EXERCISE GOAL:
Please write out exactly the lines that begin at the line containing "label the rocky" and run to the end of the records.

Start of GIVEN DATA

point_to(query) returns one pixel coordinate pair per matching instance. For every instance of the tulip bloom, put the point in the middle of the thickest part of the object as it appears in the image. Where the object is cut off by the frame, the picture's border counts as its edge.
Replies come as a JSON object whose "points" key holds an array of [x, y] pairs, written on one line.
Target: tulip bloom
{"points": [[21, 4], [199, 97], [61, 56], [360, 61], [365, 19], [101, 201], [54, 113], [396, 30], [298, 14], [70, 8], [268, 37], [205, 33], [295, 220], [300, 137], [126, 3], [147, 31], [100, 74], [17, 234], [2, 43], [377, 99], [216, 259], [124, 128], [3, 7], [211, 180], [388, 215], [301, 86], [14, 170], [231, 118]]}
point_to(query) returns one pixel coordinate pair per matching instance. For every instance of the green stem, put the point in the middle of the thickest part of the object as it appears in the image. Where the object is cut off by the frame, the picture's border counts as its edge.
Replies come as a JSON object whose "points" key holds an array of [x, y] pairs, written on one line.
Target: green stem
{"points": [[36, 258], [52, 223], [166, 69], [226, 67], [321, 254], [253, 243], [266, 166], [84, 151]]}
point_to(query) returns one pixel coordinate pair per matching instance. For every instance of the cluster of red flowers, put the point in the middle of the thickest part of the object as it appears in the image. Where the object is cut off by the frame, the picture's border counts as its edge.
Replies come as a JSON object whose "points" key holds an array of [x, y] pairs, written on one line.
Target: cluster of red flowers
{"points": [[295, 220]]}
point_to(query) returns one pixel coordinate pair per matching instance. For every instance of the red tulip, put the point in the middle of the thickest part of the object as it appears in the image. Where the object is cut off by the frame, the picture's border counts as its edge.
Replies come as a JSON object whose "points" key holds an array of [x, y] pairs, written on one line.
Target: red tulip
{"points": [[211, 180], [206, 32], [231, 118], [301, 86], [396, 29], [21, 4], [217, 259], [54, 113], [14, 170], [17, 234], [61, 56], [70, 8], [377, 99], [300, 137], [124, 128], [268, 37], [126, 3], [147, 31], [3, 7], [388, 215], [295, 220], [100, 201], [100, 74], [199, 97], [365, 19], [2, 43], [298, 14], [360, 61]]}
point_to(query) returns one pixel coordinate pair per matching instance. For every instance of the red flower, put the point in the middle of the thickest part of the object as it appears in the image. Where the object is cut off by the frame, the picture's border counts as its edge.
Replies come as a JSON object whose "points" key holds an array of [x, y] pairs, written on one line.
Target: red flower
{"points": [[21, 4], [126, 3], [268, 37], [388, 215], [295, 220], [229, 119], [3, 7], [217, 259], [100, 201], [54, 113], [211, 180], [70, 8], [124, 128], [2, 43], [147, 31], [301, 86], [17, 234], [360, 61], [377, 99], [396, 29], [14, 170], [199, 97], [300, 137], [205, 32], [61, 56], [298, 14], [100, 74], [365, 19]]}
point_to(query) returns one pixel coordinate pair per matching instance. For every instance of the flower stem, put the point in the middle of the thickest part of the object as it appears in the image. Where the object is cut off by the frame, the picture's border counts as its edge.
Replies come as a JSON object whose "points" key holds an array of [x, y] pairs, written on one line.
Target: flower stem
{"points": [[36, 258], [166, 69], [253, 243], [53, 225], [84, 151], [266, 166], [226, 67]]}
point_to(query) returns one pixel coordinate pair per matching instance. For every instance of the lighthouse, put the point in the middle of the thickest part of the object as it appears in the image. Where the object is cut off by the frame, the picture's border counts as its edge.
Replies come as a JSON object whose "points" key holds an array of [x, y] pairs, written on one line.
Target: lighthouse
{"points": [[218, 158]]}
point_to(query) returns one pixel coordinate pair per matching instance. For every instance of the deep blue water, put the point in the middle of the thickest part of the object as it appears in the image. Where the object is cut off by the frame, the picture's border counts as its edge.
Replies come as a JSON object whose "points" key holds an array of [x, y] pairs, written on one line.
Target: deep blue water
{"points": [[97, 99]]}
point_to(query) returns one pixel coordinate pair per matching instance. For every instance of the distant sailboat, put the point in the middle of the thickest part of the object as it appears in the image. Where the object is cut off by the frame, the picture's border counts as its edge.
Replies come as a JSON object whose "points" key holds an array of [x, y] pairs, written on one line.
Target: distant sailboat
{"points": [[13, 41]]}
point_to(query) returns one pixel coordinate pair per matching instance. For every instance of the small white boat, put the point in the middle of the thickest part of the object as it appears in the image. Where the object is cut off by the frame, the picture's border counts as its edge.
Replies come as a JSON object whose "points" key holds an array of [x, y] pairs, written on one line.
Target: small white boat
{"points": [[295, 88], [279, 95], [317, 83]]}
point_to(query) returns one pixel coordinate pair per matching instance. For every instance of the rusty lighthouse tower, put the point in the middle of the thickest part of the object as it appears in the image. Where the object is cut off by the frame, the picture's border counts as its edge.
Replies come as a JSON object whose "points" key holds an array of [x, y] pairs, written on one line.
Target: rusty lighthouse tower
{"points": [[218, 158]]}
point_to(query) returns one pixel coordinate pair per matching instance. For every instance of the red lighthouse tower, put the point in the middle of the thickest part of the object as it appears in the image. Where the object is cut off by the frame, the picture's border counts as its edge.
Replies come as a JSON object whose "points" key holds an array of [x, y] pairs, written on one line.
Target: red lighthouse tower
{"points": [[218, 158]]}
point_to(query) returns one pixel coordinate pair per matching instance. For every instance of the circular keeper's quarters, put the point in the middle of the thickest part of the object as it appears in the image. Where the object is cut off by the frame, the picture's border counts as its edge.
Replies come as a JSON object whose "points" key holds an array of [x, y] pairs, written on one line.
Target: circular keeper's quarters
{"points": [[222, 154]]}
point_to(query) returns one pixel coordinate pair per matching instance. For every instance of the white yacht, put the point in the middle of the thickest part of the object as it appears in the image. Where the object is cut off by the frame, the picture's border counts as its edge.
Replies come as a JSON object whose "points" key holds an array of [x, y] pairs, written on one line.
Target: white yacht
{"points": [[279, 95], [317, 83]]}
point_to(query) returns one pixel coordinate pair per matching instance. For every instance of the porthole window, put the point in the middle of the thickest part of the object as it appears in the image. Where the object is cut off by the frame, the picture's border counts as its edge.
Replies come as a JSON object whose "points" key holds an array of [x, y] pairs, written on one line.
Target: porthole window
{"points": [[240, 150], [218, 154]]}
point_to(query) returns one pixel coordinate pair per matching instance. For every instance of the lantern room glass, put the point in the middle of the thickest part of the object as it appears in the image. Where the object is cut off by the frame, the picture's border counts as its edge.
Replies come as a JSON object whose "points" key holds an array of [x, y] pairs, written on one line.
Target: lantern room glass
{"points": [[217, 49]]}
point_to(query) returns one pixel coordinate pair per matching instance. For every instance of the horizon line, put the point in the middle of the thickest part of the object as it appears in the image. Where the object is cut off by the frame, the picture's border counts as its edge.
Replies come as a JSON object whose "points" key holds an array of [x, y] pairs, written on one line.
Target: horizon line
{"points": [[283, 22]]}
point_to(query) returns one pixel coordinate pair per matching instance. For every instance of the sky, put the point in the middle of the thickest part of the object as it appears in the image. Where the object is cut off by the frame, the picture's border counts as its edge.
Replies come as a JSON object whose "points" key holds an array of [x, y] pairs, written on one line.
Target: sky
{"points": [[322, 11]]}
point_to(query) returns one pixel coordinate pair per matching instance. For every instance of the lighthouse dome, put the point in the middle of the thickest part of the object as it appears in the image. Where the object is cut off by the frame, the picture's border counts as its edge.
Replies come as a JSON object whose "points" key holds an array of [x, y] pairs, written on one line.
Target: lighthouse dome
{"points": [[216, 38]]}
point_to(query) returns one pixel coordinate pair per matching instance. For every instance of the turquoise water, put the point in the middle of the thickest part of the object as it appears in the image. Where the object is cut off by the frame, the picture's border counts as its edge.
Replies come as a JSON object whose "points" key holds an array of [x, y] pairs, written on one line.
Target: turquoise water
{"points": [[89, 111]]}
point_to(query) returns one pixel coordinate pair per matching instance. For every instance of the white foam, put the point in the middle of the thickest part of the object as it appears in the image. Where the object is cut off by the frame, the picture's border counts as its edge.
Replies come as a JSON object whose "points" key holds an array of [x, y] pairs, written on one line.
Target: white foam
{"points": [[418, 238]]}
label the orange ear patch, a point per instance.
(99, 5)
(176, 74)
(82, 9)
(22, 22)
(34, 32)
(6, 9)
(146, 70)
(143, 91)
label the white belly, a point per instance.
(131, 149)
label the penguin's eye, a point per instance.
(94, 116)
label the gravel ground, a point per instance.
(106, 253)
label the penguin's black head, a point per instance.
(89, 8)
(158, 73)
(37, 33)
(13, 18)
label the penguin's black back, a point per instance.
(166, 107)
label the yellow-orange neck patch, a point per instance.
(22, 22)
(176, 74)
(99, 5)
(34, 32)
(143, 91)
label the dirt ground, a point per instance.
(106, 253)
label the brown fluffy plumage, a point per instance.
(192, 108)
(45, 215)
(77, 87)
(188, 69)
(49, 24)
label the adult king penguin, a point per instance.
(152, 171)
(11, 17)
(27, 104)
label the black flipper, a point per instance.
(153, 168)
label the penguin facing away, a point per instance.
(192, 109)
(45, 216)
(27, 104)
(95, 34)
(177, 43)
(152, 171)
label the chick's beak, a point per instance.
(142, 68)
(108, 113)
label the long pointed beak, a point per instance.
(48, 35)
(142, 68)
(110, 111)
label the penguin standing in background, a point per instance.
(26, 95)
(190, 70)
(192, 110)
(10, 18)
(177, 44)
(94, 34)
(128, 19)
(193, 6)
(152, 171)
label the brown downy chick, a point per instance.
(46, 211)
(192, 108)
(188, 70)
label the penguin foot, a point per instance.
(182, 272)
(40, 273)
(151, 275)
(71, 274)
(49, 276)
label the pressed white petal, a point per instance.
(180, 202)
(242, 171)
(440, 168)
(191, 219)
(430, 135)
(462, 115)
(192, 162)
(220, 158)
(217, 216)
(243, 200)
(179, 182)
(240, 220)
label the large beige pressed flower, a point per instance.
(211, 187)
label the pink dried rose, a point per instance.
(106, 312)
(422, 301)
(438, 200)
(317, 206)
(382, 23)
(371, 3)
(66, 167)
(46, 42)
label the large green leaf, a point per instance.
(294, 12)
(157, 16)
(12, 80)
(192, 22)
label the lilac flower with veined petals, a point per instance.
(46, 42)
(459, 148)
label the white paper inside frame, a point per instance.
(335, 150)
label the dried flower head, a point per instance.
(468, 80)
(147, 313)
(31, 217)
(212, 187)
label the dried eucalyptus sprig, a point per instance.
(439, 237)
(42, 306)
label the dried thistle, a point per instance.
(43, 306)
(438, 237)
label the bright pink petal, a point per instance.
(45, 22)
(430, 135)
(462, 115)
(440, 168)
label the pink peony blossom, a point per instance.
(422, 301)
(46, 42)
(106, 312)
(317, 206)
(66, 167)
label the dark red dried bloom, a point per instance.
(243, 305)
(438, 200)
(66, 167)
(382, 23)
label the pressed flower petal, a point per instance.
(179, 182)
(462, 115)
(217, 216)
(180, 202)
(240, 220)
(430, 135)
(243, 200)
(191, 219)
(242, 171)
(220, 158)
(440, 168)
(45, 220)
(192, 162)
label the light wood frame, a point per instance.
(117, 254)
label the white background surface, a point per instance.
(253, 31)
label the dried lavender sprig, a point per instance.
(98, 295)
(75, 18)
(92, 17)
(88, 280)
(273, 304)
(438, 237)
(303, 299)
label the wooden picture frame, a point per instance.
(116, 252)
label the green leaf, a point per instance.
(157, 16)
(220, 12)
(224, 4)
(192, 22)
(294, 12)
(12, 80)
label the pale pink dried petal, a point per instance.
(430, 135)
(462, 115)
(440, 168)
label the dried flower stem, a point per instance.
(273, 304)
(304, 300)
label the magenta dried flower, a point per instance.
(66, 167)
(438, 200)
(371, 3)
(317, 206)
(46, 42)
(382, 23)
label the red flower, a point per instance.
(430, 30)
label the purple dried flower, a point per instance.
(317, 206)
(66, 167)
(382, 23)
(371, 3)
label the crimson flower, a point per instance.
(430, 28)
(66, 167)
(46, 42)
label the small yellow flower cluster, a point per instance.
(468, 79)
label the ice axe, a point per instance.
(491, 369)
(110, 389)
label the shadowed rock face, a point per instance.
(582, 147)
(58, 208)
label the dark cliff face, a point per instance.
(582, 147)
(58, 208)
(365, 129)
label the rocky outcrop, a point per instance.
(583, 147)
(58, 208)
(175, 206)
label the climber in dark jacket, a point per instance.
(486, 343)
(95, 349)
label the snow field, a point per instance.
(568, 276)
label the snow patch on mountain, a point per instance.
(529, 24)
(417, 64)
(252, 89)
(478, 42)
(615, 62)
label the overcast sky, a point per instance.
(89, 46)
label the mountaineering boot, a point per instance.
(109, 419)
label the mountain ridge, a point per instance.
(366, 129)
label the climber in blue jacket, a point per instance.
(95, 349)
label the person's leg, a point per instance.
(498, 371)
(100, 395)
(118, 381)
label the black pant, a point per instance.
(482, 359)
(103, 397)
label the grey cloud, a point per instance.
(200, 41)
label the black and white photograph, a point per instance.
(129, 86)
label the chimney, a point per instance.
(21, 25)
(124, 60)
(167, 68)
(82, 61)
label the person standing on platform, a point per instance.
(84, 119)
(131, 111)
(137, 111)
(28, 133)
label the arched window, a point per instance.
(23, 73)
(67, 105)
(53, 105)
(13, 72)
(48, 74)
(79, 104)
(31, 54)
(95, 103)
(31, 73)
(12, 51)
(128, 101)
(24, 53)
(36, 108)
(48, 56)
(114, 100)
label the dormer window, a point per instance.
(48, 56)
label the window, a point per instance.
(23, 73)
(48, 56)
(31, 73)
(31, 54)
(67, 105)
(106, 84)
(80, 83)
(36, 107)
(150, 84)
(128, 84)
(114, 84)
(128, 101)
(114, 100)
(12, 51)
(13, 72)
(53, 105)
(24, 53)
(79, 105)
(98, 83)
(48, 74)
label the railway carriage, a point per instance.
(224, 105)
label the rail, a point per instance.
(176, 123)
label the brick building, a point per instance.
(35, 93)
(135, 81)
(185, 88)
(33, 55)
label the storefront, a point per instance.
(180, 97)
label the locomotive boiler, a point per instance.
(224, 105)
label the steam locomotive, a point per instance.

End of GIVEN DATA

OUTPUT OF THE EXERCISE:
label the rocky outcrop, a point per instance.
(583, 147)
(58, 208)
(175, 206)
label the climber in dark jacket, a point per instance.
(486, 343)
(95, 349)
label the snow field, a point per instance.
(568, 276)
label the snow patch on mountain, a point per instance.
(529, 24)
(417, 64)
(252, 89)
(478, 42)
(615, 62)
label the overcast sky, a point per instance.
(89, 46)
label the mountaineering boot, a point per instance.
(109, 419)
label the mountain ridge, a point per instance.
(366, 129)
label the climber in blue jacket, a point per instance.
(95, 349)
label the person's leg, a point per instance.
(498, 371)
(100, 395)
(118, 381)
label the black pant, a point per instance.
(482, 359)
(103, 397)
label the grey cloud, a point per instance.
(200, 41)
label the black and white photograph, a point per instance.
(129, 86)
label the chimney, a point per instance.
(21, 25)
(124, 60)
(167, 68)
(82, 61)
label the person standing on platform, a point per instance.
(84, 119)
(131, 111)
(137, 111)
(28, 133)
label the arched window, a point per instance.
(23, 73)
(67, 105)
(53, 105)
(13, 72)
(48, 74)
(79, 104)
(31, 54)
(95, 103)
(31, 73)
(12, 51)
(128, 101)
(24, 53)
(36, 108)
(48, 56)
(114, 100)
label the dormer window, a point per instance.
(48, 56)
label the window, a point per instance.
(23, 73)
(48, 56)
(31, 73)
(31, 54)
(67, 105)
(106, 84)
(80, 83)
(36, 107)
(150, 84)
(128, 84)
(114, 84)
(128, 101)
(114, 100)
(12, 51)
(13, 72)
(53, 105)
(24, 53)
(79, 105)
(98, 83)
(48, 74)
label the railway carriage, a point per instance.
(224, 105)
label the rail, a point per instance.
(176, 123)
label the brick building, a point per instance.
(35, 93)
(135, 81)
(185, 88)
(33, 55)
label the storefront, a point per instance.
(180, 97)
label the locomotive boiler, a point per instance.
(224, 105)
label the steam locomotive, a point per instance.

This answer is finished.